Horton explains Villagran’s role this way: “If the grant is between engineering and computer science, well then that’s where the grant goes. But what she does is to align that funding with funding that comes in through maybe communication studies or health professions,” he says. “It is her job to promote and communicate all of that activity under the Translational Health Research Initiative.”

“At the end of the day, we are all funded researchers. Some of us are funded by the state of Texas. We all have a commitment to find resources to do the work that we need.There’s not going to be enough to go around if we all go to the same source,” Villagran says. “We need to broaden the number of sources and then make sure that the people we work with see value in what we do. But also, make sure our work is translated to improve health and healthcare.”

“At the end of the day, we are all funded researchers. Some of us are funded by the state of Texas. We all have a commitment to find resources to do the work that we need."

—Dr.  Melinda Villagran,
director of THRI and professor of communication studies

In spring 2017, faculty presented health research at the first Health Scholar Showcase. The theme was “Accelerating the Translation of Research to Improve Health in Our Community and the World.” Subjects included health disparities, vulnerable populations, mental wellness, interventions, autism, dementia/aging, patient/provider communications, and mobile technologies. This year’s event, with the theme “Building a Healthy Community,” showcased 55 research projects and included an interactive panel discussion with representatives from Research!America, the St. David’s Foundation, and Special Olympics.

[Data records]

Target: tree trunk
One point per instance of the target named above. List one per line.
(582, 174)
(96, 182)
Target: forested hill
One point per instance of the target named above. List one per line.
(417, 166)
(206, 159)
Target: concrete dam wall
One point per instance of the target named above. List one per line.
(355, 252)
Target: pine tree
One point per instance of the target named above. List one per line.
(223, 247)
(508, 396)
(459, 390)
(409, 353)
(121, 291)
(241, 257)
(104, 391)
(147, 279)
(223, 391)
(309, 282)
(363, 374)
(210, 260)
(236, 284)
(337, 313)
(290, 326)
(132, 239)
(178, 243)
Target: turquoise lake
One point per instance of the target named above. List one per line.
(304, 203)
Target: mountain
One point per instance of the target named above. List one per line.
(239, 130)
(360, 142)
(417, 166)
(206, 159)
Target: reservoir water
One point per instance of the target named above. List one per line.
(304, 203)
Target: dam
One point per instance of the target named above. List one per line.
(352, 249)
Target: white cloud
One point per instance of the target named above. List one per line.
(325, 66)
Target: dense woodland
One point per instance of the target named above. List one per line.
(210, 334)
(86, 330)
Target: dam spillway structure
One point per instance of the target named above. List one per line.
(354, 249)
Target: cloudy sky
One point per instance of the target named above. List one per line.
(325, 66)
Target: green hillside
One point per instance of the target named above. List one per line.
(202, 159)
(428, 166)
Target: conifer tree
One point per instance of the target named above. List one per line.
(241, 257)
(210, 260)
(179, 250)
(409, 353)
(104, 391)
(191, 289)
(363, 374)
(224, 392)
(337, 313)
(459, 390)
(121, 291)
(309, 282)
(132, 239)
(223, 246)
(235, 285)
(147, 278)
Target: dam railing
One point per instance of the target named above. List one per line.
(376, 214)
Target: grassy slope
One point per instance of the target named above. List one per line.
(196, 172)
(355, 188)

TASK ITEM
Answer these questions from the passage on the Translational Health Research Initiative:
(a) What title and position are given for Dr. Melinda Villagran?
(b) What was the theme of the first Health Scholar Showcase in spring 2017?
(c) How many research projects did this year's event, themed "Building a Healthy Community," showcase?

WRITTEN RESPONSE
(a) Director of THRI and professor of communication studies
(b) "Accelerating the Translation of Research to Improve Health in Our Community and the World"
(c) 55